Copy every line of the material below word for word.

Input for this task:
↓

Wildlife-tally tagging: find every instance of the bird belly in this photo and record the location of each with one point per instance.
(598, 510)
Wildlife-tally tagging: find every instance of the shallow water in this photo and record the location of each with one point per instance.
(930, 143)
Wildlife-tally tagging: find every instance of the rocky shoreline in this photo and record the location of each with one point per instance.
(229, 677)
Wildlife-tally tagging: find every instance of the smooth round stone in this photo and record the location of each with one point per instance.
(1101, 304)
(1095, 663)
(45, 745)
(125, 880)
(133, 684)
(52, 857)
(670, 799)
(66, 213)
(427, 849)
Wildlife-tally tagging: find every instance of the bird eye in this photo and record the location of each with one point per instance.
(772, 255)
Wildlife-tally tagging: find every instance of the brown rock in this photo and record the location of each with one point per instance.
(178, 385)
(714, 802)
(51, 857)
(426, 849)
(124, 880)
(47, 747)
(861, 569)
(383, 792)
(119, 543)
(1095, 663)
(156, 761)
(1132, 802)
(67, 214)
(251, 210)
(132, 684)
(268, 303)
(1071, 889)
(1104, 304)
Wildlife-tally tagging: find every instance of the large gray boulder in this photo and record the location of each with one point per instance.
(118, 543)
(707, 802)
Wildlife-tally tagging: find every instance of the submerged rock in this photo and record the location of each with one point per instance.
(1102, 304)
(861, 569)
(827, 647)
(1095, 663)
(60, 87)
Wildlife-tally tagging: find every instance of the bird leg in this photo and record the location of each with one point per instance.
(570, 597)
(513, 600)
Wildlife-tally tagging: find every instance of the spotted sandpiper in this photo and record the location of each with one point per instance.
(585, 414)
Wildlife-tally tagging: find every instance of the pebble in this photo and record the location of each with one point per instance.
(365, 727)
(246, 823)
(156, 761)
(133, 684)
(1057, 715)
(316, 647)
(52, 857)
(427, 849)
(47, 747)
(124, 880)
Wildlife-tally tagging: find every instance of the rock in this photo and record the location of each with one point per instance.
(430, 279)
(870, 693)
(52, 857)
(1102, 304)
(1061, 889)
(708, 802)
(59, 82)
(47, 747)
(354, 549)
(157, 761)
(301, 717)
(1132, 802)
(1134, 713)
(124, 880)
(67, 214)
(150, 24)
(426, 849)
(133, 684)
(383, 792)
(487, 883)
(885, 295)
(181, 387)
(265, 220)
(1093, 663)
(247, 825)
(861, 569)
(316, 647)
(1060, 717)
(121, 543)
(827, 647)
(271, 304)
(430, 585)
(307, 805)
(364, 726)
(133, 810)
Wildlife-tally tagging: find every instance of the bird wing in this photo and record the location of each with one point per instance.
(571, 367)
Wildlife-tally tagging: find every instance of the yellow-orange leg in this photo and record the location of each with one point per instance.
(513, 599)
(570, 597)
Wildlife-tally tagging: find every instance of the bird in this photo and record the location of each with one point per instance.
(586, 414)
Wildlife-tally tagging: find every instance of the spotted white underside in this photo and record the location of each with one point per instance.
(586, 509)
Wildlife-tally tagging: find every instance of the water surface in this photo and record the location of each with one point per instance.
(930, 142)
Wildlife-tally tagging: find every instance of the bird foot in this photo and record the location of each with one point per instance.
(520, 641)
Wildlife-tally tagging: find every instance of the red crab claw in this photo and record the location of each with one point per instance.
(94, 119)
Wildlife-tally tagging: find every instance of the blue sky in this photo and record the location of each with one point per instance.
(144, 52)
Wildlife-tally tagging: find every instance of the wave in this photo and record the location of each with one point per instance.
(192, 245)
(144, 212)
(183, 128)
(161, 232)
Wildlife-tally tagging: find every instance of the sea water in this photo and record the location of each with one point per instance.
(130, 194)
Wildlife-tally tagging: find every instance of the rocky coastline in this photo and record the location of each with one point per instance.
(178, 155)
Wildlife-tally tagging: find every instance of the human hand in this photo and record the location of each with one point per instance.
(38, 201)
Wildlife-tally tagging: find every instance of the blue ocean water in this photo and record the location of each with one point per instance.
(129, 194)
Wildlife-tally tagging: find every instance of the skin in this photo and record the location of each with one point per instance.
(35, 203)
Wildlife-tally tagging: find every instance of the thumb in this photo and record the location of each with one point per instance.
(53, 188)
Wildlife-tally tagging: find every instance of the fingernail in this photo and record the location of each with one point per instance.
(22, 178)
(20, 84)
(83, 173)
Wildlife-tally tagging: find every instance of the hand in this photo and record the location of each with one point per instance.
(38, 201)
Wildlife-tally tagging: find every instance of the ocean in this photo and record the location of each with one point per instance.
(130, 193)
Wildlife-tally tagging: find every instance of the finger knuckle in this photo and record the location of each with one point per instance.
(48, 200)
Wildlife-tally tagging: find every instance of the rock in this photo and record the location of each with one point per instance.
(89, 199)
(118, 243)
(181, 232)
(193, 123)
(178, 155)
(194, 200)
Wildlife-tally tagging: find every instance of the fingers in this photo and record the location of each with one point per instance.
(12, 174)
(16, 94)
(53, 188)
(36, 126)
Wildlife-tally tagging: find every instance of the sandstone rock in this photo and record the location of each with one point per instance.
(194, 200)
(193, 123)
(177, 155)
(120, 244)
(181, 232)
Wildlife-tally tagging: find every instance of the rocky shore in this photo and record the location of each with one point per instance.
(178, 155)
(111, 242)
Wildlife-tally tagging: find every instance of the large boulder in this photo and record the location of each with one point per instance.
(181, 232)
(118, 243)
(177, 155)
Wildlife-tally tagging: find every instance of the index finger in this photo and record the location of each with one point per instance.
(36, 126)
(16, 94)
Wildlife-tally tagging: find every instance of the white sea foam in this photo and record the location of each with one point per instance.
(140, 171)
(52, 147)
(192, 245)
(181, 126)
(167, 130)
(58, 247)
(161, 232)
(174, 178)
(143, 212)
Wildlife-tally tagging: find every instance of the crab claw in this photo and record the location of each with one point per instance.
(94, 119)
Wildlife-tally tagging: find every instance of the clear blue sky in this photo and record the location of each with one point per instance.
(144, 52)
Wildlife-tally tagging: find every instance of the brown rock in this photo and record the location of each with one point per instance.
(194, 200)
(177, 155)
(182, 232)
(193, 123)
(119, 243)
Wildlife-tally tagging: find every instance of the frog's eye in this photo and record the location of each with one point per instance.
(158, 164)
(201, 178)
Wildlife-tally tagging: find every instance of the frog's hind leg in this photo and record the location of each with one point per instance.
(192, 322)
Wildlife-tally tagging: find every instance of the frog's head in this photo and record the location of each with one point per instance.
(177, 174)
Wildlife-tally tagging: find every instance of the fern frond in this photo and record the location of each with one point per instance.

↑

Result below:
Wildlife-tally tagging: find every instance of the bird belly in this photo and record the location of each with one point per instance.
(598, 510)
Wildlife-tally tagging: find every instance of the shallow water in this photo and record the location of each with one point per instance.
(930, 143)
Wildlife-tally tagging: find every instance of the rocky shoreline in this photo and record the location of each with one point per instance.
(229, 677)
Wildlife-tally tagging: find every instance of the smooth round stone in this photo and record the location of each with one point per instance.
(1101, 304)
(1095, 663)
(45, 745)
(125, 880)
(133, 684)
(52, 857)
(670, 799)
(66, 213)
(427, 849)
Wildlife-tally tagging: find every instance of the bird eye in this photo and record the location of each with one point per instance.
(772, 255)
Wildlife-tally tagging: find every instance of the brown rock in this photo and record the location of each with one point per instance.
(178, 385)
(714, 802)
(51, 857)
(426, 849)
(124, 880)
(47, 747)
(861, 569)
(383, 792)
(119, 543)
(1095, 663)
(156, 761)
(1132, 802)
(67, 214)
(251, 210)
(132, 684)
(268, 303)
(1071, 889)
(1104, 304)
Wildlife-tally tagging: find every instance of the large gray boulder in this photo and record the location of each with one point per instance.
(118, 543)
(707, 802)
Wildlife-tally tagging: find every instance of the submerged rock in this photo and record the location of each with one point per instance.
(1102, 304)
(861, 569)
(827, 647)
(1095, 663)
(60, 87)
Wildlife-tally tagging: find every instance of the bird leg in this photo and record the location of each with one point per instance.
(570, 597)
(513, 600)
Wildlife-tally tagging: find every instance of the spotted sandpiper in this photo and record the location of each with one point per instance.
(585, 414)
Wildlife-tally tagging: find every instance of the pebble in this photo and record the location of each with one point per instance.
(365, 727)
(246, 823)
(156, 761)
(133, 684)
(1057, 715)
(316, 647)
(52, 857)
(427, 849)
(47, 747)
(124, 880)
Wildlife-tally tagging: find every instance of the rock in this photo and record the location of each with one point per instance.
(430, 279)
(870, 693)
(52, 857)
(1102, 304)
(1061, 889)
(708, 802)
(59, 82)
(47, 747)
(354, 549)
(157, 761)
(301, 717)
(1132, 802)
(1134, 713)
(124, 880)
(67, 214)
(150, 24)
(426, 849)
(133, 684)
(383, 792)
(487, 883)
(885, 295)
(181, 387)
(265, 220)
(1093, 663)
(247, 825)
(861, 569)
(316, 647)
(1060, 717)
(121, 543)
(827, 647)
(271, 304)
(430, 585)
(307, 805)
(364, 726)
(133, 810)
Wildlife-tally tagging: find every instance of the bird wing in this photo and record the location of each with one point per instance.
(571, 367)
Wildlife-tally tagging: find every instance of the yellow-orange leg in this photo and record the location of each with one point per instance.
(513, 599)
(570, 597)
Wildlife-tally tagging: find every instance of the bird in this photo and record the location of each with one point per instance.
(586, 414)
Wildlife-tally tagging: find every instance of the spotted white underside in this photo and record the location of each with one point per instance.
(586, 509)
Wildlife-tally tagging: find every instance of the water surface in this photo and record the location of each with one point per instance.
(930, 142)
Wildlife-tally tagging: find every instance of the bird foot in this photo and record the location of each with one point per instance.
(520, 641)
Wildlife-tally tagging: find every instance of the red crab claw in this photo and record the location of each with one point per instance.
(94, 119)
Wildlife-tally tagging: find every instance of the blue sky in this photo and record the location of each with one point per instance.
(144, 52)
Wildlife-tally tagging: find every instance of the wave in this photo and record the location of each with one point per instance.
(192, 245)
(144, 212)
(183, 128)
(161, 232)
Wildlife-tally tagging: find every instance of the sea water in this photo and record the location of each with one point per instance.
(130, 194)
Wildlife-tally tagging: find every instance of the rocky coastline in this photo and record the location of each with one point per instance.
(178, 155)
Wildlife-tally tagging: find every instance of the human hand in this photo and record the location of each with one point per instance.
(38, 201)
Wildlife-tally tagging: find every instance of the blue ocean water in this photo and record the location of each with one point per instance.
(129, 194)
Wildlife-tally tagging: find every instance of the skin in this photo and record the location of each with one point per instance.
(35, 203)
Wildlife-tally tagging: find every instance of the thumb in this photo and record the location of each with one point per instance.
(53, 188)
Wildlife-tally tagging: find every instance of the fingernail in this photo and record the location of each with one point per instance.
(22, 178)
(20, 84)
(83, 173)
Wildlife-tally tagging: find every instance of the hand in this photo and record the location of each with one point per instance.
(38, 201)
Wildlife-tally tagging: find every instance of the ocean in this photo and record the location of each with one point per instance.
(130, 193)
Wildlife-tally tagging: find every instance of the finger knuckle in this photo and record the location of each with one point per instance.
(48, 200)
Wildlife-tally tagging: find every instance of the rock in this photo and record the location of each with one point per instance.
(89, 199)
(118, 243)
(181, 232)
(193, 123)
(178, 155)
(194, 200)
Wildlife-tally tagging: find every instance of the fingers in this photo and record the location of each with one point per instance.
(12, 174)
(16, 94)
(53, 188)
(36, 126)
Wildlife-tally tagging: find every instance of the sandstone rock in this photo and record the location of each with one point per instance.
(194, 200)
(193, 123)
(177, 155)
(120, 244)
(181, 232)
Wildlife-tally tagging: find every instance of the rocky shore in this photo and record the location of each with one point per instance.
(178, 155)
(111, 242)
Wildlife-tally tagging: find every instance of the large boulder in this photo and record the location of each with one point per instance.
(181, 232)
(118, 243)
(177, 155)
Wildlife-tally tagging: find every instance of the index finger in this photo and record the location of each with one point per instance.
(36, 126)
(16, 94)
Wildlife-tally tagging: find every instance of the white sea foam in this photo and record the location of each with one point per instance.
(140, 171)
(52, 147)
(192, 245)
(181, 126)
(167, 130)
(58, 247)
(161, 232)
(174, 178)
(143, 212)
Wildlife-tally tagging: find every instance of the crab claw in this photo and record the location of each with one point per instance.
(94, 119)
Wildlife-tally tagging: find every instance of the clear blue sky in this photo and record the location of each with one point per instance.
(144, 52)
Wildlife-tally tagging: find every instance of the brown rock in this photo and record the location of each with one point per instance.
(194, 200)
(177, 155)
(182, 232)
(193, 123)
(119, 243)
Wildlife-tally tagging: find every instance of the frog's eye in this photo and record the location of each with one point per instance.
(158, 164)
(201, 178)
Wildlife-tally tagging: find every instance of the frog's hind leg in this photo and record the location of each with one point per instance.
(192, 322)
Wildlife-tally tagging: find every instance of the frog's head in this photo and record the location of each with one point per instance.
(177, 174)
Wildlife-tally tagging: find every instance of the fern frond in this photo and record the location of each with one point per instance.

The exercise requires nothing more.